» **Extract provided**
This applies anywhere the inputs are real-world paperwork. KYC at a bank. Claims at an insurer. Vendor onboarding at a manufacturer. Contracts review at a law firm. Welfare applications at a government desk. The guardrails that actually work look like this.
A retrieval and pre-processing layer designed for the specific document type. Language, script, layout, handwriting handling. The model never sees raw pixels with a generic instruction.
A schema-bound extraction step. The output is not free text. It is a structured object with named fields and validation rules. “Reference number must match this regex” is a guardrail. “Try to be accurate” is not.
A cross-check against a known register. The extracted reference number is looked up against the actual file system before anything is processed. No match, no auto-process.
A refuse-rather-than-guess threshold. When the underlying confidence on a field is below a defined line, the system kicks that specific cell back to a human with the question highlighted. Not the whole document. The cell.
None of this is novel research. It is engineering discipline. It is also the part of the project that gets cut when someone wants a demo by Friday.
So what
If you are building an AI feature anywhere the inputs aren’t already clean — a bank, an insurer, a manufacturer, a law firm, a government scheme — the first thing to build is not the model integration. It is the data fetch and the schema. The first rupee should not go to the LLM bill. It should go to the pipeline that decides what ever reaches the LLM.

» **Given entries**
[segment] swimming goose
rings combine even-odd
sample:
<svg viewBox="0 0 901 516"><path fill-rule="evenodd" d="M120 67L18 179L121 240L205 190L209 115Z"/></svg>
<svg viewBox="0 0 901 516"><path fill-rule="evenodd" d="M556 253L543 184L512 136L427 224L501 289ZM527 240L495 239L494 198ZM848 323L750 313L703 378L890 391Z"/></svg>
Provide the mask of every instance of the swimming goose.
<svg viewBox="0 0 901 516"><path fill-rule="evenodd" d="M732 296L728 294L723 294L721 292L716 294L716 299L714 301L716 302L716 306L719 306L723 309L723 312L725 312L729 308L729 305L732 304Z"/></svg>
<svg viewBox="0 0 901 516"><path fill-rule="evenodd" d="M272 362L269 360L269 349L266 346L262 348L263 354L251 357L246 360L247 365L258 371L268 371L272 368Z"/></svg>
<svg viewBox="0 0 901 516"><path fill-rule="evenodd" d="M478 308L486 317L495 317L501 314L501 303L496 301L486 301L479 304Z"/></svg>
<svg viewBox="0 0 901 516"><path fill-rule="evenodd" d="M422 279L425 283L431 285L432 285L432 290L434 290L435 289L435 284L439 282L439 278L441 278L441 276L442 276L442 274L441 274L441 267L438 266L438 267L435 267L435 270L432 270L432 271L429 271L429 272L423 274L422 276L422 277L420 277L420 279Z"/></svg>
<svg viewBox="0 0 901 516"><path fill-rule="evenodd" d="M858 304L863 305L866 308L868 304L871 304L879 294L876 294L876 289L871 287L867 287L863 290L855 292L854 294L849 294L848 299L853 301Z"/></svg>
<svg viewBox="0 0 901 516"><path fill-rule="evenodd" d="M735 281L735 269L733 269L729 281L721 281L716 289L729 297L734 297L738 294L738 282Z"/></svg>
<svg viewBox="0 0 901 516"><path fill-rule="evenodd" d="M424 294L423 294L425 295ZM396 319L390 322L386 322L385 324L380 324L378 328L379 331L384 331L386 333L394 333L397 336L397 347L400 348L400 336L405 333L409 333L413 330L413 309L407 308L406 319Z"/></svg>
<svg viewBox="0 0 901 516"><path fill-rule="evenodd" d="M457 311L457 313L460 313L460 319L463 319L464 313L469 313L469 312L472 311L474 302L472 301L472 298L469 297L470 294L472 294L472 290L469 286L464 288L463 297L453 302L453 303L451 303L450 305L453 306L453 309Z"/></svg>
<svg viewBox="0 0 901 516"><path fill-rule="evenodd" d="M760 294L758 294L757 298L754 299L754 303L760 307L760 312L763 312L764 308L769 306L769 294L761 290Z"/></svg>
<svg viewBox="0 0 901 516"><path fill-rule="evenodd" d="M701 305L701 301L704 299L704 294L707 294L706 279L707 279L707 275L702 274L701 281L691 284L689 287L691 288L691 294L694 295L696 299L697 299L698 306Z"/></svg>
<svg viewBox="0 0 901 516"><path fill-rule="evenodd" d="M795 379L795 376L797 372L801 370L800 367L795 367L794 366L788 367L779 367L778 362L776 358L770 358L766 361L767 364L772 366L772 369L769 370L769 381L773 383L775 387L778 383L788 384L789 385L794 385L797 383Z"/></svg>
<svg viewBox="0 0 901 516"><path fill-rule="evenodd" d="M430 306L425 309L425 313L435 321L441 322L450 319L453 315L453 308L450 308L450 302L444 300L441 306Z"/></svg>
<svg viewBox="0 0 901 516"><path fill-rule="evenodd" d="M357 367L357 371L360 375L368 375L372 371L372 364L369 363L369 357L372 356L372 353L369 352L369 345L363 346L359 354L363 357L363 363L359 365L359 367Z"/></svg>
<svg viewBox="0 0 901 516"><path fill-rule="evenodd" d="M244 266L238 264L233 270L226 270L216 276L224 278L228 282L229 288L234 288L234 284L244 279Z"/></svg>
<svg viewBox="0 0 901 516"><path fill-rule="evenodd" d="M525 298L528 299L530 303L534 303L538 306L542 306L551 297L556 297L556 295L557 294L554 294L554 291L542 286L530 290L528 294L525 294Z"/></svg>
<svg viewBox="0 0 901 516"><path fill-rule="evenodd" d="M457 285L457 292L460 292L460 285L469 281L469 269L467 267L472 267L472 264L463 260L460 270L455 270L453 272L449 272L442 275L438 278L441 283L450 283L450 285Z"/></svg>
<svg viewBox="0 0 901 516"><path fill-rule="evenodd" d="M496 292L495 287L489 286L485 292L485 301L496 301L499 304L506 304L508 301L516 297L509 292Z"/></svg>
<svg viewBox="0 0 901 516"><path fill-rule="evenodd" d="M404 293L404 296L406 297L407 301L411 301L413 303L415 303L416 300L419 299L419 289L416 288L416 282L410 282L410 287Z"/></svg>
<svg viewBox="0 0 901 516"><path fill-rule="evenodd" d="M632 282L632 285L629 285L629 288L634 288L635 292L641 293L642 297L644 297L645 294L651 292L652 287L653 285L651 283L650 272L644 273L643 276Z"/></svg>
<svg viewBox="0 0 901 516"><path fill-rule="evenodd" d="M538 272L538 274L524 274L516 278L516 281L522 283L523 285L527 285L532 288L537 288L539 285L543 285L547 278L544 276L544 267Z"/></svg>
...
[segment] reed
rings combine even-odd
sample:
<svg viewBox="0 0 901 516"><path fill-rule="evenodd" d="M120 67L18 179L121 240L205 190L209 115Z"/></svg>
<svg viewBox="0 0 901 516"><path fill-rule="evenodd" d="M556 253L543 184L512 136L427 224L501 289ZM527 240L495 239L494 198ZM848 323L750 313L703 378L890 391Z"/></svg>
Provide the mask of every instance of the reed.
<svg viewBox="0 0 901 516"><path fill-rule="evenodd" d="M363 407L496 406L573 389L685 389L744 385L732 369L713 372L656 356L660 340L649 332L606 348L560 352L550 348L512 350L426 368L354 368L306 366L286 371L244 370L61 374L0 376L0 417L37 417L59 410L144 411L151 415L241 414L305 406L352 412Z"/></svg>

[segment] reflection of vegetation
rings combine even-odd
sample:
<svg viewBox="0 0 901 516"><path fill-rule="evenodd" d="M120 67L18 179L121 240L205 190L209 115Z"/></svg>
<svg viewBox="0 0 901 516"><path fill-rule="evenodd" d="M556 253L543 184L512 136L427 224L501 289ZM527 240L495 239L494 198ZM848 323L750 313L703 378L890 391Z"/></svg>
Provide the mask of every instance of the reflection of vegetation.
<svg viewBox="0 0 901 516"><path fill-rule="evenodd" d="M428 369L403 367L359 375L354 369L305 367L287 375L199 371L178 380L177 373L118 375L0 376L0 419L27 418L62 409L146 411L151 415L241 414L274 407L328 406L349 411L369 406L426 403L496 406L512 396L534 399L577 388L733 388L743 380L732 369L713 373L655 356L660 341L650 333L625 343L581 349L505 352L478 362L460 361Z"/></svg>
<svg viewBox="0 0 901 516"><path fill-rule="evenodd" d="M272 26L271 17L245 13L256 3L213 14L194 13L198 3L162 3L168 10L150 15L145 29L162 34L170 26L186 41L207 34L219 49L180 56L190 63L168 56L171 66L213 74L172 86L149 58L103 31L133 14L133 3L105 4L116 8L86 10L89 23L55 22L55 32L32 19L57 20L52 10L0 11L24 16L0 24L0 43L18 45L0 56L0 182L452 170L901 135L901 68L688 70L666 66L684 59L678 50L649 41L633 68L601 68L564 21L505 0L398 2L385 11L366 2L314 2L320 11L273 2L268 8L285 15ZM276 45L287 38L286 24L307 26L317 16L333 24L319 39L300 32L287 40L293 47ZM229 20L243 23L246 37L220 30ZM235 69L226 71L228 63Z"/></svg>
--
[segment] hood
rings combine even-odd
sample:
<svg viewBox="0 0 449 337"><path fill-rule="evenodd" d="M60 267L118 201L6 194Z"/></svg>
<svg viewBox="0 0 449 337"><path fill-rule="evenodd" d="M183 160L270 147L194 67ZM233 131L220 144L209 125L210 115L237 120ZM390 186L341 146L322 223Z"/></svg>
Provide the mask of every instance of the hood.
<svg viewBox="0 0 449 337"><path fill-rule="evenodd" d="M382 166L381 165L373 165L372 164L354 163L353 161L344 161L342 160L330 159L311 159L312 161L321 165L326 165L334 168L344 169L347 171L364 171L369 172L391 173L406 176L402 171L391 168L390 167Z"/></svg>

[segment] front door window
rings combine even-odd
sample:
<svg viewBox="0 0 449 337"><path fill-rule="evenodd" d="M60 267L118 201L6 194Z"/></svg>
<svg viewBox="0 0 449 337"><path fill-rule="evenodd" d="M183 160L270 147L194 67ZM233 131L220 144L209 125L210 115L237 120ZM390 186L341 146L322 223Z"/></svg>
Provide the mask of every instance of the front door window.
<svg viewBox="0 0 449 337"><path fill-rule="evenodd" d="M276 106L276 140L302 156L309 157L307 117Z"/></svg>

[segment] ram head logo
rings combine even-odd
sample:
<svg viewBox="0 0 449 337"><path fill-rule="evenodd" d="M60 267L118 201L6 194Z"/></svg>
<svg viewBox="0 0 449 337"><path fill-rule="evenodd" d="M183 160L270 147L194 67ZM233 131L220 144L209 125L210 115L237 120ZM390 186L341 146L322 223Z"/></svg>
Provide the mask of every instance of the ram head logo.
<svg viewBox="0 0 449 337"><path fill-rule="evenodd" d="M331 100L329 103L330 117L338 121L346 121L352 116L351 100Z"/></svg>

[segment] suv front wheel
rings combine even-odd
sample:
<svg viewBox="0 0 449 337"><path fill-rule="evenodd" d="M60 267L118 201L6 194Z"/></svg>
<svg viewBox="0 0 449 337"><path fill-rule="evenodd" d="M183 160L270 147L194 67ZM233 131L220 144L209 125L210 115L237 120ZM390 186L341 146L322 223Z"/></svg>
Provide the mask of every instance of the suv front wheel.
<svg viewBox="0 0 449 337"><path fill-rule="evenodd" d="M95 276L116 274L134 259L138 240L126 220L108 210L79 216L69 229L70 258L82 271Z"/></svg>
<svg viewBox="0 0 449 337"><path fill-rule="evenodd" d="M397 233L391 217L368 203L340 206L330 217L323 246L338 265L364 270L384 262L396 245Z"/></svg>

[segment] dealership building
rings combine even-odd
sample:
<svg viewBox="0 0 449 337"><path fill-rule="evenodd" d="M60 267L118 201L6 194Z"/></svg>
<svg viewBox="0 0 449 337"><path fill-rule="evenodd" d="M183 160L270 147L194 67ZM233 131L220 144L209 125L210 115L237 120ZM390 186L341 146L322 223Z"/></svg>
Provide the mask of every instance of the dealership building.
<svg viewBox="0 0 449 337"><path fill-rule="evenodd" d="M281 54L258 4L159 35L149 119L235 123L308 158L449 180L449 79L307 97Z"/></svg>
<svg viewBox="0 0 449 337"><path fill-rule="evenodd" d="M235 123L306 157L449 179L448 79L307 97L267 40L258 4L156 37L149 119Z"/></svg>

» **Activity list**
(1) The text on guardrails for processing real-world paperwork opens with a list of settings where the inputs are such paperwork. List each setting it names there, with the kind of organization it belongs to.
(2) In the text on guardrails for processing real-world paperwork, what does the system do when the underlying confidence on a field falls below the defined line?
(3) Reproduce the passage of the text on guardrails for processing real-world paperwork starting with "A schema-bound extraction" and going on through "document. The cell.".

» **Exercise responses**
(1)
- KYC at a bank
- Claims at an insurer
- Vendor onboarding at a manufacturer
- Contracts review at a law firm
- Welfare applications at a government desk

(2) It sends that specific cell, not the whole document, back to a human with the question highlighted.

(3)
A schema-bound extraction step. The output is not free text. It is a structured object with named fields and validation rules. “Reference number must match this regex” is a guardrail. “Try to be accurate” is not.
A cross-check against a known register. The extracted reference number is looked up against the actual file system before anything is processed. No match, no auto-process.
A refuse-rather-than-guess threshold. When the underlying confidence on a field is below a defined line, the system kicks that specific cell back to a human with the question highlighted. Not the whole document. The cell.